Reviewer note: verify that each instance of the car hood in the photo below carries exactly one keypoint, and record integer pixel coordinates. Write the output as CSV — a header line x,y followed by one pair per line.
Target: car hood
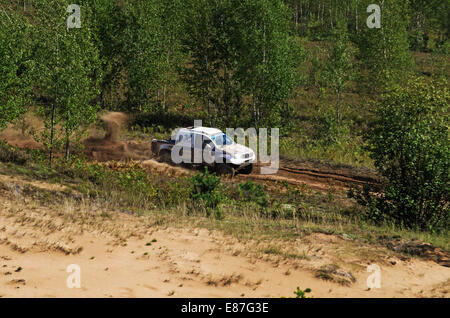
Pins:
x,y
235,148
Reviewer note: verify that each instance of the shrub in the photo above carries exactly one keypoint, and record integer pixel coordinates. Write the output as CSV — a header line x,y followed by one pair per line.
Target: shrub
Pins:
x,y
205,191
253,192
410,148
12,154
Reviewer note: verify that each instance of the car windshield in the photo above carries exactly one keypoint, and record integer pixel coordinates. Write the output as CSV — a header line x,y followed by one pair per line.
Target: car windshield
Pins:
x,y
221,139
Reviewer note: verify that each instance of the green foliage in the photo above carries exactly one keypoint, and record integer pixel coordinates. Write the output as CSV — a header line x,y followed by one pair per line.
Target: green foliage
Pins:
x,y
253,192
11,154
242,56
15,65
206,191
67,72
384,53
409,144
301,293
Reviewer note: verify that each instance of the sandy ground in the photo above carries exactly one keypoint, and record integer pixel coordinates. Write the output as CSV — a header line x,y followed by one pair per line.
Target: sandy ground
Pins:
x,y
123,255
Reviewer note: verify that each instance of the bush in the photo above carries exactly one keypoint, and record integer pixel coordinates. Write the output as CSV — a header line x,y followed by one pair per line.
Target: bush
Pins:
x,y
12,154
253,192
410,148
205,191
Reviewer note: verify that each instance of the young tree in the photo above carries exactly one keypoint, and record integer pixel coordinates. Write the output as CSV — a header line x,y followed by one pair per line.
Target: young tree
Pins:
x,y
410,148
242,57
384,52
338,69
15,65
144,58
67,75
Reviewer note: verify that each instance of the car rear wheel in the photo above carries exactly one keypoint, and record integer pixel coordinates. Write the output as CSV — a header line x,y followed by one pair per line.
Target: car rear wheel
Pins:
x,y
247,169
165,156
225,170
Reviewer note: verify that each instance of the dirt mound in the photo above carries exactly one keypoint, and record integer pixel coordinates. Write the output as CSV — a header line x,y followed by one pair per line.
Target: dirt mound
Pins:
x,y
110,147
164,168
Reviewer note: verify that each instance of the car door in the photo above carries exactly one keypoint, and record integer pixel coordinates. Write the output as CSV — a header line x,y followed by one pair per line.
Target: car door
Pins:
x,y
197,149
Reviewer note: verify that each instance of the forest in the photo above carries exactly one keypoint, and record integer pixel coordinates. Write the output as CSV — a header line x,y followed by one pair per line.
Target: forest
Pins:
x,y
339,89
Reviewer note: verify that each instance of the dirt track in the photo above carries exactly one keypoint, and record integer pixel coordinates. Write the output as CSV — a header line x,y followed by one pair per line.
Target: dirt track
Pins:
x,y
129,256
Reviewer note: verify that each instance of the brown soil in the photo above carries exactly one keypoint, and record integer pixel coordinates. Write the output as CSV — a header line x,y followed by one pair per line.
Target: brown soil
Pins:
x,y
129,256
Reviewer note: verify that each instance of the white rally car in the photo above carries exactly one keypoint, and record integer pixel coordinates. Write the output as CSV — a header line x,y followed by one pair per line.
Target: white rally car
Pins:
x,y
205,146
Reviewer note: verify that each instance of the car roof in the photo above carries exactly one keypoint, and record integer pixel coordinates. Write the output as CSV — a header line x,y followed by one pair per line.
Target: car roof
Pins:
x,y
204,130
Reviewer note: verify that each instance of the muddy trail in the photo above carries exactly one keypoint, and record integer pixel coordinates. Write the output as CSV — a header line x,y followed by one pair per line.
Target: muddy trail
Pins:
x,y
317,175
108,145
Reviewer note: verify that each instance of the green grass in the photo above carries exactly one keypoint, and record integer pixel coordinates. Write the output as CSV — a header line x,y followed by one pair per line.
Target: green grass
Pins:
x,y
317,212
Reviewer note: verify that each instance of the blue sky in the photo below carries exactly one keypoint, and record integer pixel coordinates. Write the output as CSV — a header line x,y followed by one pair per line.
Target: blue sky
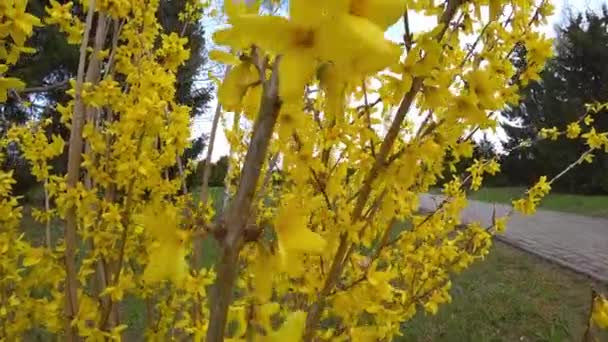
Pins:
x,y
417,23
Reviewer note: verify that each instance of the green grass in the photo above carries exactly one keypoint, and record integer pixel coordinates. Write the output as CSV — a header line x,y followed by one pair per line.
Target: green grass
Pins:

-*-

## [What needs to be done]
Using the records above, output their complete text exactly, minus any images.

## [Answer to this task]
Reviewer note: verify that each instance of the car hood in the photo below carries exactly one keypoint, and record integer pixel coordinates. Write the output as CSV — a header line x,y followed by one pair per line.
Target: car hood
Pins:
x,y
235,148
Reviewer note: verify that each instance of the shrub in the photo above carries exactly one keypoint, and record integer pixel coordinates. Write the output as CSV — a header line x,y followed by one pair per line.
Target: shrub
Pins:
x,y
205,191
253,192
410,148
12,154
Reviewer note: verify that each instance of the car windshield in the photo above carries exactly one keypoint, and record integer pixel coordinates. Write the output as CSV — a header line x,y followed by one pair per line.
Target: car windshield
Pins:
x,y
221,139
Reviewer note: verify that each instance of the green foliage in the photo above carries exactly one keypoint, and record integer pixel coordinates. Write the output as CSV — a header line x,y followed by one pair per line.
Target: green foliage
Pins:
x,y
253,192
11,154
242,56
15,65
206,191
67,72
384,53
409,144
301,293
Reviewer note: verify that each instance of the sandy ground in the photo above carries exactly one keypoint, and record integer pixel coordinates. Write the output as CSV — a header line x,y followed by one pair per line.
Target: sandy ground
Pins:
x,y
123,255
Reviewer note: verify that each instance of the bush in the photo above carries exactly one keypoint, and record integer pixel coordinates. Write the output as CSV — a header line x,y followed by one pair per line.
Target: bush
Pins:
x,y
12,154
253,192
410,148
205,191
Reviewer note: verify that each instance of the young tree in the photo above carries exactly one keypoint, and record integer pixel coordinates. Write the output as CSV — a header line x,y followed by one pair per line.
Target: young tree
Pins:
x,y
410,148
242,57
384,52
338,69
15,65
144,58
67,75
Reviewer note: verify that each instance of the car rear wheel in the photo above carries exactly one keypoint, and record integer pixel coordinates. Write the output as CSV — a header line x,y followed by one pair per line.
Target: car rear wheel
Pins:
x,y
247,169
165,156
225,170
Reviewer note: verify that each instance of the dirt mound in the photo above carries exactly one keypoint, and record integer pixel coordinates. Write the output as CSV — a header line x,y followed by one pair per line.
Target: dirt mound
Pins:
x,y
110,147
164,168
Reviewer note: verify that each instance of the car door in the photo above carries exactly one keypoint, and record integer pixel coordinates. Write the output as CSV — a header line x,y followed by one pair per line.
Target: car door
Pins:
x,y
197,149
Reviewer note: verify that each instance of the forest in the photo above carries exactly one keypoint, and record integer pixel coordinates. Write the output as CSV — a header line x,y followed by one pair per line.
Target: forest
Pins:
x,y
339,89
Reviewer note: verify that each instance of the dirt track in the photo above carries exactly one keypoint, and record integer pixel coordinates. Write the output as CSV — a header line x,y followed by one pair per line.
Target: dirt track
Pins:
x,y
129,256
Reviewer note: verify that each instance of the brown soil in the photo above carries exactly one keypoint, and record integer pixel coordinates. Write the output as CSV — a header line x,y followed by one pair per line.
Target: brown soil
Pins:
x,y
129,256
Reviewer note: verify that each instance of the white rally car in the photo above carries exactly one keypoint, and record integer pixel coordinates. Write the output as CSV — a header line x,y followed by one pair per line.
Target: white rally car
Pins:
x,y
205,146
Reviewer note: verify that each instance of the car roof in the photo above carries exactly one keypoint, and record integer pixel coordinates. Write the output as CSV — a header line x,y followed by one pair per line.
Target: car roof
Pins:
x,y
204,130
Reviewer note: verify that each instance of the muddy trail in the photo above carries exactly one keypoint, and record integer pixel coordinates. Write the output as CSV — a header line x,y followed by one pair per line.
Target: muddy trail
Pins:
x,y
317,175
108,145
Reviewer note: verify that each instance of the green grass in the photo above carries exactly one keypoint, and record integer pixel coordinates. Write the output as CSV — a header line x,y followed by one pair per line.
Target: green grass
Pins:
x,y
317,212
Reviewer note: verify that each instance of the blue sky in the photo below carries exactly one keypoint, and record integer pixel coordinates. Write the output as CSV — a header line x,y followed by one pair per line.
Target: blue sky
Pins:
x,y
417,23
Reviewer note: verify that each instance of the green grass in the photo above carries exactly one keypoint, and record integer pixel coordinates. Write the output as CSV — a header line x,y followed by one pair per line.
Target: green grass
Pins:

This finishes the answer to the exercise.